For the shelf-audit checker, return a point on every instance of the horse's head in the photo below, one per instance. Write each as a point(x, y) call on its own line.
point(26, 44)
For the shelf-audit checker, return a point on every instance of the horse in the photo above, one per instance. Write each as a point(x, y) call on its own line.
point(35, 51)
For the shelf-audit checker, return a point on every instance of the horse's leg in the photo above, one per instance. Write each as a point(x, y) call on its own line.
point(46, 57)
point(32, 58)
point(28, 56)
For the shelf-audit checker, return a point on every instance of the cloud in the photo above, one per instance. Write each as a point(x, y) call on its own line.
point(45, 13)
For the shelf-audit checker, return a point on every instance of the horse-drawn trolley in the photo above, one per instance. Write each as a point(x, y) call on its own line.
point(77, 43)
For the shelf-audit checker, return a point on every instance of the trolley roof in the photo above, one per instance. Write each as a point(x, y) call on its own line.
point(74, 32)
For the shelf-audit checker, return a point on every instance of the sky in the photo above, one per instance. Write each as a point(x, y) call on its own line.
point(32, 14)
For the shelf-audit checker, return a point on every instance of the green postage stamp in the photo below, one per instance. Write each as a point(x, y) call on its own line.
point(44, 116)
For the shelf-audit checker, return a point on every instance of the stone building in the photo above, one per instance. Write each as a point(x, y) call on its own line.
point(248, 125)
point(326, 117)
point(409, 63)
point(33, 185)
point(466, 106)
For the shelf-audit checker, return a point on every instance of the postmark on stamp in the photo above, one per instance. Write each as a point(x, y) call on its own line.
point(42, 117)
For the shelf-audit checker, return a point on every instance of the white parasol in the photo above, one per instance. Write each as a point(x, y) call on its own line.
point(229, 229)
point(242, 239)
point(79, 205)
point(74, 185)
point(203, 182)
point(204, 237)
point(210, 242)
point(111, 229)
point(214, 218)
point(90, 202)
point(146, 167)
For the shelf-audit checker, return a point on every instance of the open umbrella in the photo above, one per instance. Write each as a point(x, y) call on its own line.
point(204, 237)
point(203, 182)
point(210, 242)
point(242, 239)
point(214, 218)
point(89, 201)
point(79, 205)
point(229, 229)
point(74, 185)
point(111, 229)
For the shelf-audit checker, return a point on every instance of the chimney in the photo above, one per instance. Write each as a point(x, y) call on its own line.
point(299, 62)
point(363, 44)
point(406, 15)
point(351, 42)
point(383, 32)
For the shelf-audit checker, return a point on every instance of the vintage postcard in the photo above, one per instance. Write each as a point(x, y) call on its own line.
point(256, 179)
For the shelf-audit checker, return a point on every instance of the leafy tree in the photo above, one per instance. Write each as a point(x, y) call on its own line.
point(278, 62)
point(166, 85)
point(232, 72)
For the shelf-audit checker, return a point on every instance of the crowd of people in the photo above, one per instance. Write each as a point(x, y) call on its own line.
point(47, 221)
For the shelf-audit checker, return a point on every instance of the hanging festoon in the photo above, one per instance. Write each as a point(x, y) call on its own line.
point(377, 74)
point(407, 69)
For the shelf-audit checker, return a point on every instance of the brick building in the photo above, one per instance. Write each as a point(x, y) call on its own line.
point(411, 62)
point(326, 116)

Exercise directions
Update the data above so that every occurrence of "shelf-audit checker" reads "catalog tagging tool", and reproduce the rest unchanged.

Complete output
For the catalog tagging tool, return a point on every instance of the horse's head in the photo below, one per instance. Write each as a point(x, y) call on its own line.
point(26, 44)
For the catalog tagging tool, return a point on every instance of the horse in the photo above, one per instance. Write each as a point(x, y) call on its own line.
point(35, 51)
For the catalog tagging tool, return a point on every instance of the horse's leg in the photo above, one per instance. Write each as a point(x, y) call on its own line.
point(46, 57)
point(32, 58)
point(28, 56)
For the catalog tagging tool, return a point on every instance of the cloud in the photo above, one per instance. Write each as a point(x, y) call on its own line.
point(45, 13)
For the catalog tagging tool, return a point on every instance of the horse-drawn trolley in the photo above, one per instance. Write each as a point(x, y) call on its own line.
point(77, 43)
For the catalog tagging tool, return a point on every instance of the trolley roof in the photo above, one per instance. Write each as a point(x, y) call on its own line.
point(74, 32)
For the catalog tagging tool, return a point on every instance of the sky in the photo above, one per instance. Write each as a point(x, y) call on its own line.
point(32, 14)
For the catalog tagging tool, return a point on every instance of the green postage stamp in the photo below, one per instance. Write each as a point(x, y) call on its own line.
point(44, 116)
For the catalog tagging tool, return a point on every instance of the stone building in the photo above, one per instance. Write each as a point(x, y) call on its own line.
point(248, 125)
point(326, 117)
point(409, 63)
point(33, 185)
point(466, 106)
For the catalog tagging tool, return a point on every instance of the postmark on stamp in the photo above, one per instance. Write each as a point(x, y) call on its own line.
point(42, 117)
For the catalog tagging tool, return a point on every instance of the white parasol in the photo above, one per instance. Write each as a point(x, y) call on its own line.
point(229, 229)
point(242, 239)
point(79, 205)
point(74, 185)
point(203, 182)
point(204, 237)
point(210, 242)
point(111, 229)
point(214, 218)
point(90, 202)
point(146, 167)
For the catalog tagging tool, return a point on every instance of the open umbrella in the photo above, one per instance. Write each as a point(x, y) call on its own line.
point(204, 237)
point(203, 182)
point(210, 242)
point(242, 239)
point(214, 218)
point(89, 201)
point(79, 205)
point(229, 229)
point(74, 185)
point(111, 229)
For the catalog tagging tool, return a point on every instance of the chimney in the photo above, one per instance. Write each as a point(x, y) call on its own line.
point(299, 62)
point(363, 44)
point(406, 15)
point(351, 42)
point(383, 32)
For the catalog tagging tool, return a point on every instance of the vintage postcard in the photo above, one per instance. Write each as a point(x, y) call on its own line.
point(256, 179)
For the catalog tagging tool, return a point on every instance of the leafy tree in the photo above, one per instance. Write each as a point(x, y) call on its own line.
point(278, 62)
point(166, 85)
point(232, 72)
For the catalog tagging tool, return a point on every instance of the crowd of people in the photo above, one per instance. Write each as a point(x, y) call on its own line.
point(47, 221)
For the catalog tagging tool, return a point on every instance of the hanging festoon in the photo above, one per instance. Write each as a point(x, y) call on its own line.
point(377, 74)
point(407, 69)
For the catalog tagging tool, return a point on every instance of the brick building in the photo above, one per instance. Write each as a point(x, y) call on its own line.
point(411, 62)
point(326, 116)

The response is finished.